PROBLEMS TO SOLVE
[A] Does each statement below agree with the Tika build thread? Answer yes or no for (i), (ii), and (iii), and quote the deciding words of the thread. (i) The tika-bundle marks the javax.xml.stream package as optional. (ii) Bob Paulin saw the failure only on trunk. (iii) The JournalParser is also coded to handle PDFs.
[B] Which parser classes are named in the Tika build thread? List every one.
[C] Carry on the Tika build thread from the point where it stops.

RE: trunk build failing in bundle --, cxf class not found for GrobidRESTParser?

Posted by "Allison, Timothy B." <ta...@mitre.org>.
Those lines were added 3.5 years ago: http://svn.apache.org/viewvc?view=revision&revision=1369624

-----Original Message-----
From: Bob Paulin [mailto:bob@bobpaulin.com] 
Sent: Wednesday, March 02, 2016 8:47 AM
To: dev@tika.apache.org
Subject: Re: trunk build failing in bundle --, cxf class not found for GrobidRESTParser?

I saw it on the 2.x branch but now that you mention it's also happening in trunk I think I see the issue.  The change to the PDFParser includes adding dependencies in the javax.xml.stream package.  The tika-bundle currently has that package marked optional:

javax.xml.stream;version="[1.0,2)";resolution:=optional,

This means that the bundle will start without this class.  However now it's required for the PDFParser to work so my guess is that the PDFParser is not instantiating correctly and it's dropping into the JournalParser which is also coded to handle PDFs.  The JournalParser suffers a similar fate because org.apache.cxf.jaxrs.ext.multipart is optional on the GrobidRESTParser which gets instantiated in the parse method.

STORED RECORDS
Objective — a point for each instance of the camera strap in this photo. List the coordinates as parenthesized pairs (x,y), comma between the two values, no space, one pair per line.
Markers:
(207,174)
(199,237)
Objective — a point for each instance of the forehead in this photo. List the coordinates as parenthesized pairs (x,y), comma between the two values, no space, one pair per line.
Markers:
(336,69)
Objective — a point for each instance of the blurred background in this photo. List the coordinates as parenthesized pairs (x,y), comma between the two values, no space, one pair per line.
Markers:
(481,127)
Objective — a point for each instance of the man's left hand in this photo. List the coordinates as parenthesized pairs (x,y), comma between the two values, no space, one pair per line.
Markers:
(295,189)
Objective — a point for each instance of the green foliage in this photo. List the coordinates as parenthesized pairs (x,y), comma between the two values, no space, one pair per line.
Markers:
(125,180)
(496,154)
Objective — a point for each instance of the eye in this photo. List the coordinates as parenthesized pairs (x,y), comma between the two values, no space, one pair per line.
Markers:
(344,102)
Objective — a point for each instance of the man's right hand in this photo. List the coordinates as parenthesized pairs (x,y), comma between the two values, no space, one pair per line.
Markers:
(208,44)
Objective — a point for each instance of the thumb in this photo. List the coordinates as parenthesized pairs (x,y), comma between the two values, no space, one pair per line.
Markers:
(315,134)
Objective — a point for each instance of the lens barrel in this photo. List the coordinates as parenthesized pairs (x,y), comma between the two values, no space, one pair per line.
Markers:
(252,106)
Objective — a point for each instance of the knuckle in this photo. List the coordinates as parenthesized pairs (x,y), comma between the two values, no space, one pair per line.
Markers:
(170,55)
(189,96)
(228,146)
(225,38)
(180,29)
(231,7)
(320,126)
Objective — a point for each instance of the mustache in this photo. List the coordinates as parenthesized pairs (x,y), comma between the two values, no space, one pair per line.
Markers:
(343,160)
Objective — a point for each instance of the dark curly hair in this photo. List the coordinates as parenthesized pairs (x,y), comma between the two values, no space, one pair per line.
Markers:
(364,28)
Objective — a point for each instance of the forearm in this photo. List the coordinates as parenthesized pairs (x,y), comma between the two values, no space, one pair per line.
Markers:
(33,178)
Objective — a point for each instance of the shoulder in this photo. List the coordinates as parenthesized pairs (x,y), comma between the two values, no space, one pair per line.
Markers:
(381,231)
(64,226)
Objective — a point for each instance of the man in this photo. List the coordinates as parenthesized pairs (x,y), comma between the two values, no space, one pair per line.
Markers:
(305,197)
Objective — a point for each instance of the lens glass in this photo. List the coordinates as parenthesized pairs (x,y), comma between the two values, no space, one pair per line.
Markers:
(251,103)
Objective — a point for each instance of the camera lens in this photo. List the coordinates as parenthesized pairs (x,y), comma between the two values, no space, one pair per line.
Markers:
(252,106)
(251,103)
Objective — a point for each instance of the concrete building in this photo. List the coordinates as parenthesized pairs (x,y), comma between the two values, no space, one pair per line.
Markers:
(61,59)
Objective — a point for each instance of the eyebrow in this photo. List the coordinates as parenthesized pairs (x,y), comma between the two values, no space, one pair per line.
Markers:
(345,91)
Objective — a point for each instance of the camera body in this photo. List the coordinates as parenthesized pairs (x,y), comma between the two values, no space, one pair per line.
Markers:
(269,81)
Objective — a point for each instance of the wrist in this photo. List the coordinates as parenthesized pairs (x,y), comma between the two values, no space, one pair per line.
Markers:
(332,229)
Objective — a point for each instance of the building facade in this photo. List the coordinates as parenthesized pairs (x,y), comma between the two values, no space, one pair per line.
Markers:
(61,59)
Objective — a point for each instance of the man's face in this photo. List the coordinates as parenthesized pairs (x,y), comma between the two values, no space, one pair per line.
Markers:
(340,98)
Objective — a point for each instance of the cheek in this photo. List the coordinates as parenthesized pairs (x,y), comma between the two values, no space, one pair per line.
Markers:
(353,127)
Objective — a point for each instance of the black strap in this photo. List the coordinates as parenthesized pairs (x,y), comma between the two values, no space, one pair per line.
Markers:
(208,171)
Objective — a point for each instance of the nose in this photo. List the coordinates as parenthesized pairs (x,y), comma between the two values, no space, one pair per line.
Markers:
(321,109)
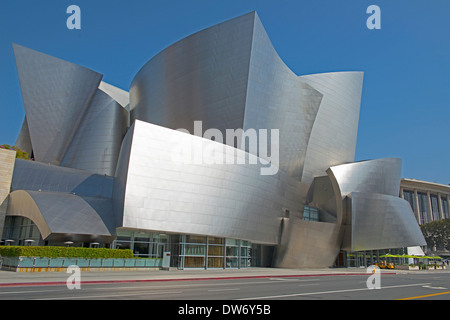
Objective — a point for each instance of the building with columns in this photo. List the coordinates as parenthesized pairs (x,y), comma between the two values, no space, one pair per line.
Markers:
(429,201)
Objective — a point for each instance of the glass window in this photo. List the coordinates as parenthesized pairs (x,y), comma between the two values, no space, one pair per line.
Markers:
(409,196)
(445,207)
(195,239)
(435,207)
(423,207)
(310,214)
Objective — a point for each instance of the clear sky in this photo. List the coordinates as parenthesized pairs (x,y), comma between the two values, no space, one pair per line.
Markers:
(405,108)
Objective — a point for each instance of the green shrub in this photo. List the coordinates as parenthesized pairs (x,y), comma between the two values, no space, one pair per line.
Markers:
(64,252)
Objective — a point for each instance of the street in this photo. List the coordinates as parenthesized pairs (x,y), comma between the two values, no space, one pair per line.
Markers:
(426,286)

* * *

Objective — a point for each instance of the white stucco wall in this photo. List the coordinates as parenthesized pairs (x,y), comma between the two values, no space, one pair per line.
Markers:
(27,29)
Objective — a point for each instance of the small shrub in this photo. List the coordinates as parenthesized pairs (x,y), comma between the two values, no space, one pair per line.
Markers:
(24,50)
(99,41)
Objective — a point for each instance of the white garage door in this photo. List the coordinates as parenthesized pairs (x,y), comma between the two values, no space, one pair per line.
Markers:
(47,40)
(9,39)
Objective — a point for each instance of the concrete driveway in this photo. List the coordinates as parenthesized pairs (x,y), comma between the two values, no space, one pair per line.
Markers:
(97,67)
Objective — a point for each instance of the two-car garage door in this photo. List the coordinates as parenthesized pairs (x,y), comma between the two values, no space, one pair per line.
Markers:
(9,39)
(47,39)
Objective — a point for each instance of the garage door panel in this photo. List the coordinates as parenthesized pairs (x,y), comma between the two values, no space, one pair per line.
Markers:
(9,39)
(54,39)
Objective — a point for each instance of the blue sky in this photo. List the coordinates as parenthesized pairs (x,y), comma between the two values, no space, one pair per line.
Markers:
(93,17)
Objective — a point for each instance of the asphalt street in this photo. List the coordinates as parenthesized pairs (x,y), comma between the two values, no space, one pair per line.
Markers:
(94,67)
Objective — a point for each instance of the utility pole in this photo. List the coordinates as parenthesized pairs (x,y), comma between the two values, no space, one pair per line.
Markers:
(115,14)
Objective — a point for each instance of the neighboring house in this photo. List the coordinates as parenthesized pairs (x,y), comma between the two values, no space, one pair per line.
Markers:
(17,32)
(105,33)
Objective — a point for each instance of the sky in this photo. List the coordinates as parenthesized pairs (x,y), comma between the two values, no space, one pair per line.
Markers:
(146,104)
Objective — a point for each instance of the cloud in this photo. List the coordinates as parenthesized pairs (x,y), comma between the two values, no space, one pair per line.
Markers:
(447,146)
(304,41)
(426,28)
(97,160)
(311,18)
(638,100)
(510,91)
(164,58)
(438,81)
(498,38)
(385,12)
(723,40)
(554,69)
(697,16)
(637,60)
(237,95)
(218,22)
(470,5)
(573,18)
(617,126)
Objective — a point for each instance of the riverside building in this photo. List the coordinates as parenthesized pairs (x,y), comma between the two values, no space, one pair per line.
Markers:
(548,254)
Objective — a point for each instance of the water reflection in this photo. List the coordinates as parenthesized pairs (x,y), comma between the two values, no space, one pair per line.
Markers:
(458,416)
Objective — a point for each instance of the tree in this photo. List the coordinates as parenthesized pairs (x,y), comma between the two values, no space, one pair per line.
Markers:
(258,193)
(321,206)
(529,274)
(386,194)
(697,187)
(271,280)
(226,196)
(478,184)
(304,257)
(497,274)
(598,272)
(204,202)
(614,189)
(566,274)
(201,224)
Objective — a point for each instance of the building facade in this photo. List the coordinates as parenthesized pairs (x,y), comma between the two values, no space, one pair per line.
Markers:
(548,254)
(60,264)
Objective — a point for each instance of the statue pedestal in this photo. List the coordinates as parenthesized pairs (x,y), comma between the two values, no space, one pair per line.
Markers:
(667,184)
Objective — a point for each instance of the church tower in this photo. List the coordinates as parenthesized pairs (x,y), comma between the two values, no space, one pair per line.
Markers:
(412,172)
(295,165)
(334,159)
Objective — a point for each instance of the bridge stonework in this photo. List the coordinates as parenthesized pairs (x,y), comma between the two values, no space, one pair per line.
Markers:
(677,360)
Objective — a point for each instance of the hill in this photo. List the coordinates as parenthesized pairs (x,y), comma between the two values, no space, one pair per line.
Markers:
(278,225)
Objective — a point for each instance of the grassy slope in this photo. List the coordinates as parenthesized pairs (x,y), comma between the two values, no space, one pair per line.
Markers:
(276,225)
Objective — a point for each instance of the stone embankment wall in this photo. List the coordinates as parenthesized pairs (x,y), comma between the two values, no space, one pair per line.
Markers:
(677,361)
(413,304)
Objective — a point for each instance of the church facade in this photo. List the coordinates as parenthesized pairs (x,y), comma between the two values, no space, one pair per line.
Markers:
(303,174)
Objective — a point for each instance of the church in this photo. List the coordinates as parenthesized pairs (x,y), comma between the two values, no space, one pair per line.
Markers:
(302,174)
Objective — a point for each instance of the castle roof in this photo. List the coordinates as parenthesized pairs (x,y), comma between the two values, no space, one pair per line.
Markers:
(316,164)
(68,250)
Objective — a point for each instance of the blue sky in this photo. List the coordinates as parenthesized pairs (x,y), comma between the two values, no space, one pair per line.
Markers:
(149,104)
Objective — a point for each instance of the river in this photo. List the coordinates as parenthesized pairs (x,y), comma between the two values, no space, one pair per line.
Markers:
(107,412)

--

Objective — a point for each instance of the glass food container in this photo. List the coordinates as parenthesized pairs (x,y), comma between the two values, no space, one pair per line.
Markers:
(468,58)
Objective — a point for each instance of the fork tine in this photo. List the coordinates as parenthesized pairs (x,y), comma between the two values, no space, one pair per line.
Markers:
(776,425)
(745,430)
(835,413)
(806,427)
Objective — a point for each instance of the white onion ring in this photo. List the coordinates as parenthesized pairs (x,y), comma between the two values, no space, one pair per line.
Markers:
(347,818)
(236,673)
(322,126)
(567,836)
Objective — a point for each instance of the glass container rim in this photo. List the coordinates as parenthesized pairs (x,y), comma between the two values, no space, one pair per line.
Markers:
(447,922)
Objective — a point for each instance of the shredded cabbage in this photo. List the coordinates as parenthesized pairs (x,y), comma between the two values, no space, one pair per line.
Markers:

RESULTS OF THE EXERCISE
[A]
(i) Yes: "The tika-bundle currently has that package marked optional"
(ii) No: "I saw it on the 2.x branch but now that you mention it's also happening in trunk"
(iii) Yes: "the JournalParser which is also coded to handle PDFs"

[B] GrobidRESTParser, PDFParser, JournalParser

[C]
So I tried removing :
javax.xml.stream;version="[1.0,2)";resolution:=optional,
javax.xml.stream.events;version="[1.0,2)";resolution:=optional,
javax.xml.stream.util;version="[1.0,2)";resolution:=optional,
 From the tika-bundle/pom.xml and it worked!  So seeing that javax.xml.stream is provided by the JDK I'm a bit curious what those statements were doing there to begin with.  Anyone know?

- Bob

On 3/2/2016 6:26 AM, Allison, Timothy B. wrote:
> Anyone have an idea why trunk is now failing?  I couldn't find any changes between the last successful build and last night's failures that would explain this.
>
>
> Test set: org.apache.tika.bundle.BundleIT
> ----------------------------------------------------------------------
> --------- Tests run: 9, Failures: 0, Errors: 1, Skipped: 0, Time 
> elapsed: 21.997 sec <<< FAILURE!
> testTikaBundle(org.apache.tika.bundle.BundleIT)  Time elapsed: 2.374 sec  <<< ERROR!
> java.lang.ClassNotFoundException: org.apache.cxf.jaxrs.ext.multipart.ContentDisposition not found by org.apache.tika.bundle [17]
> 	at org.apache.felix.framework.BundleWiringImpl.findClassOrResourceByDelegation(BundleWiringImpl.java:1558)
> 	at org.apache.felix.framework.BundleWiringImpl.access$400(BundleWiringImpl.java:79)
> 	at org.apache.felix.framework.BundleWiringImpl$BundleClassLoader.loadClass(BundleWiringImpl.java:1998)
> 	at java.lang.ClassLoader.loadClass(ClassLoader.java:357)
> 	at org.apache.tika.parser.journal.GrobidRESTParser.parse(GrobidRESTParser.java:69)
> 	at org.apache.tika.parser.journal.JournalParser.parse(JournalParser.java:60)
> 	at 
> org.apache.tika.parser.CompositeParser.parse(CompositeParser.java:280)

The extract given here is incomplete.